▶ _Exercise aim_: Copy every record below exactly.

Data listing
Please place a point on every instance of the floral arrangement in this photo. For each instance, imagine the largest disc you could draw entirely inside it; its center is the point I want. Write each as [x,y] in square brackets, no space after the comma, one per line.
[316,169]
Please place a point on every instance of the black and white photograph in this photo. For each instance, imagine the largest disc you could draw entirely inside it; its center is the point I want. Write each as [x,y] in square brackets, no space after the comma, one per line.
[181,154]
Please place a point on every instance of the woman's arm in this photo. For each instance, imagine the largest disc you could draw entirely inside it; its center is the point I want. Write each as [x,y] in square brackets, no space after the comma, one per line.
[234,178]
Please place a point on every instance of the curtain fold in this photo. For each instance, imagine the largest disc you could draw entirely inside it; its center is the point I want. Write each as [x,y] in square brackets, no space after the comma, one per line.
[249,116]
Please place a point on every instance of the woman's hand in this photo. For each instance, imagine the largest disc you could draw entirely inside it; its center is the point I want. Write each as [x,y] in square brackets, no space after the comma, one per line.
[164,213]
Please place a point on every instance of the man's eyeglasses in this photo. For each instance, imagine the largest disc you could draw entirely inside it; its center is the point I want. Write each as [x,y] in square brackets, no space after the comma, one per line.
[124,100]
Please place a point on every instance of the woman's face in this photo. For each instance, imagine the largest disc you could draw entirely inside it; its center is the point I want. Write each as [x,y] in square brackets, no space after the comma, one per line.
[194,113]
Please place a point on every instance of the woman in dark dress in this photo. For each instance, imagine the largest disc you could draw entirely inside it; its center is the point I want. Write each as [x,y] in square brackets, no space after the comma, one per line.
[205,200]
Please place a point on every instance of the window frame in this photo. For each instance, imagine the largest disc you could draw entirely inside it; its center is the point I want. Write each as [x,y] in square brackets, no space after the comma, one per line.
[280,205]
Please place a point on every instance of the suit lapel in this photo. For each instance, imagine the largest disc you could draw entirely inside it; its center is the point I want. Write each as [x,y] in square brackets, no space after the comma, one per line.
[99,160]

▶ _Full solution_:
Please place a point on every instance of the floral arrangement in this photo. For each instance, imagine the largest disc you could draw entirely inside it; its center is the point I want. Write each as [x,y] in square brackets, no space after the comma, one per line.
[316,169]
Please place a point on every instance of the black and white photograph in this photo. For each instance, imagine the largest disc you could draw entirely inside it; its center is the point I want. Write each as [x,y] in square brackets, no space after the comma, one per line.
[181,154]
Please place a point on every instance of the woman's arm in this photo. For each instance, imagine the largest disc you could draw entirely inside it; its center is the point I want. Write each as [x,y] in square brackets, no space after the comma, one per line.
[234,178]
Please place a point on every instance of the curtain fold in this photo. For each instance, imagine the largest disc you could draw entirely inside it; its center is the point I want. Write each as [x,y] in square brackets, no space after the comma, one per line.
[249,116]
Please place a point on every instance of the woman's hand in this photo. For each instance, imagine the largest disc you could draw entirely inside it; its center is the point I want. Write each as [x,y] in square brackets, no space after the comma, one per line.
[164,213]
Please place a point on every instance of the man's eyeglasses in this photo. For each instance, imagine the largest disc you could draw entirely inside it; its center is the point I want. Write each as [x,y] in square brackets, no space after the comma, one per line.
[124,100]
Please place a point on every instance of the woman's face in this photo. For each instance, imagine the largest disc you could draw entirely inside it; its center is the point I want. Write each as [x,y] in square brackets, no space after the comma, one per line.
[194,113]
Please place a point on every instance of the woman in dark dress in this photo. For each instance, imagine the largest disc you could draw entirely inside it; its center is the point I want. Write each as [x,y] in square brackets, no space after the comma, one per line.
[205,200]
Please place a point on every instance of the window frame in this photo. For each instance, imagine the largest disc you could draw entirely inside it; its center is the point I want. Write each as [x,y] in square brackets, no space after the comma, one per line.
[280,205]
Please place a point on every instance of the suit lapel in this photo. For each instance, imagine the largest disc you could draw entirely inside it; its center is the point I want. Write each as [x,y] in square brackets, no space after the comma, one per line.
[99,160]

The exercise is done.